> _TASK DESCRIPTION_
Look at the entries below and reproduce them exactly.

> _DATA SECTION_
----------------
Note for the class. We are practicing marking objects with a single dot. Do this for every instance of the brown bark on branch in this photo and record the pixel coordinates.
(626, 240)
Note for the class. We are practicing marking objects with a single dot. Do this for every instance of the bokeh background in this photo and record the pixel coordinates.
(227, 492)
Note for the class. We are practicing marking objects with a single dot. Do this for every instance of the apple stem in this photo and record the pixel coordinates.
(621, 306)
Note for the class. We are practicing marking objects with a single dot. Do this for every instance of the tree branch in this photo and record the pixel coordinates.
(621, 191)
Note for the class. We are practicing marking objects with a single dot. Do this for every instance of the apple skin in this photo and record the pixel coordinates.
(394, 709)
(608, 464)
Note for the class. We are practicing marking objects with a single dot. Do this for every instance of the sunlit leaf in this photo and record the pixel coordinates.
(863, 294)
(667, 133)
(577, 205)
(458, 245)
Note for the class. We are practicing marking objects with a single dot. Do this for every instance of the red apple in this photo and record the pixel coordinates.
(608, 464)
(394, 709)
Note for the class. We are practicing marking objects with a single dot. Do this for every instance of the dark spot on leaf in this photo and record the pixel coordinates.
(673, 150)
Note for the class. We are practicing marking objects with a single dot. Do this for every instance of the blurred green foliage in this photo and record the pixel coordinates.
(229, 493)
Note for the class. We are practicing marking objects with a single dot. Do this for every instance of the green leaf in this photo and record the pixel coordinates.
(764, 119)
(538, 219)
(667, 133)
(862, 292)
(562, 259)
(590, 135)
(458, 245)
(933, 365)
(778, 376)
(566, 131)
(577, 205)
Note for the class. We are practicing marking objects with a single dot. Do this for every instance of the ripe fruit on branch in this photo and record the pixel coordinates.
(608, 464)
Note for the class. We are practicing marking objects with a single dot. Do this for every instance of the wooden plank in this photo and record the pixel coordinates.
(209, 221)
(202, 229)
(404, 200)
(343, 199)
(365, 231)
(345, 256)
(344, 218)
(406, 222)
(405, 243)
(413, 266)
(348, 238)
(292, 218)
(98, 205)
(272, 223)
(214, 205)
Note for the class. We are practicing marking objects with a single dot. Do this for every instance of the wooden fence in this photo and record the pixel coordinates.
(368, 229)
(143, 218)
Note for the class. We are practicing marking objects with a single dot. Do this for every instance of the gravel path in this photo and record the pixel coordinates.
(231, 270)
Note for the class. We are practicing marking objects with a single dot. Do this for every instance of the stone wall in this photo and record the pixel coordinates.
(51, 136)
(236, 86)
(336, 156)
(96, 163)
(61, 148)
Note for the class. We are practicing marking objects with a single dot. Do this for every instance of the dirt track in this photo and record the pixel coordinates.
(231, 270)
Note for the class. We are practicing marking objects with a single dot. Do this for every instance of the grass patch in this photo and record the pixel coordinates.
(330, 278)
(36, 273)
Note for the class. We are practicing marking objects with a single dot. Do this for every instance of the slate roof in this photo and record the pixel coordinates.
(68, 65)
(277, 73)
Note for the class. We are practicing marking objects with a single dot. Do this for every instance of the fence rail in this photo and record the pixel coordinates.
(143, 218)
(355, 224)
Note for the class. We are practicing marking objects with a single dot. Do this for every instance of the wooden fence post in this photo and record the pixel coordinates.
----------------
> _RESULT OF THIS EXERCISE_
Note for the class. We are practicing marking objects with a single dot. Do this for every instance of the brown bark on branch in this photo and record the pixel coordinates.
(626, 240)
Note for the class. We are practicing marking objects with a single dot. Do this for every instance of the bokeh background in this photo and record the pixel coordinates.
(227, 492)
Note for the class. We are practicing marking objects with a single dot. Do this for every instance of the apple stem in this photo and record the pixel coordinates.
(621, 306)
Note for the class. We are practicing marking objects with a single dot. Do this for every instance of the tree branch in this photo and record the pixel coordinates.
(621, 191)
Note for the class. We are practicing marking objects with a single dot. Do this for every instance of the apple skin in this photo and record the pixel coordinates.
(394, 709)
(608, 464)
Note for the class. We are practicing marking objects with a single dot. Do this for every instance of the sunlit leaf in this photo and record the pixel coordinates.
(863, 294)
(667, 133)
(577, 205)
(458, 245)
Note for the class. We are practicing marking objects with a single dot. Do this for every instance of the red apple in this photo and record the pixel coordinates.
(608, 464)
(394, 709)
Note for the class. We are practicing marking objects with a single dot. Do this for every instance of the dark spot on leaf in this photo and record the pixel coordinates.
(673, 150)
Note for the class. We are practicing marking objects with a single dot. Do this for every instance of the blurred green foliage in this photo and record the pixel coordinates.
(229, 493)
Note for the class. We are practicing marking objects with a single dot. Do this for every instance of the green leaf in this photo and record the pixel coordinates.
(764, 119)
(538, 219)
(667, 133)
(862, 292)
(562, 259)
(590, 135)
(458, 245)
(933, 365)
(778, 376)
(566, 131)
(577, 205)
Note for the class. We are practicing marking objects with a single dot. Do this for every instance of the ripe fruit on branch in this photo and record the pixel coordinates.
(608, 464)
Note for the class. We are practicing marking objects with a single dot. Do this for every instance of the wooden plank in this photo and record the pixel coordinates.
(209, 221)
(202, 229)
(404, 200)
(343, 199)
(365, 231)
(345, 256)
(344, 218)
(406, 222)
(405, 243)
(413, 266)
(348, 238)
(292, 218)
(98, 205)
(272, 223)
(214, 205)
Note for the class. We are practicing marking objects with a single dot. Do this for every instance of the wooden fence in this photo and record the pixel coordinates.
(368, 229)
(143, 218)
Note for the class. We are practicing marking objects with a single dot. Do this for every instance of the gravel path in this photo and record the pixel coordinates.
(231, 270)
Note for the class. We are practicing marking objects with a single dot. Do this for every instance of the stone wall in this photo and record the pixel coordinates.
(51, 136)
(236, 86)
(336, 156)
(96, 163)
(61, 148)
Note for the class. We are practicing marking objects with a single dot. Do this for every instance of the dirt track in this photo and record the pixel coordinates.
(231, 270)
Note for the class. We are practicing marking objects with a single dot. Do this for every instance of the grass patch in this photo and record the pixel coordinates.
(330, 278)
(36, 273)
Note for the class. We are practicing marking objects with a single dot. Do this for every instance of the slate roof in this photo and record the pixel coordinates.
(68, 65)
(277, 73)
Note for the class. We are practicing marking objects with a single dot. Do this for every instance of the fence rail in this photo and record the pixel coordinates.
(143, 218)
(355, 224)
Note for the class. We are practicing marking objects with a single dot. Do this for every instance of the wooden fence post in this photo and record the pixel coordinates.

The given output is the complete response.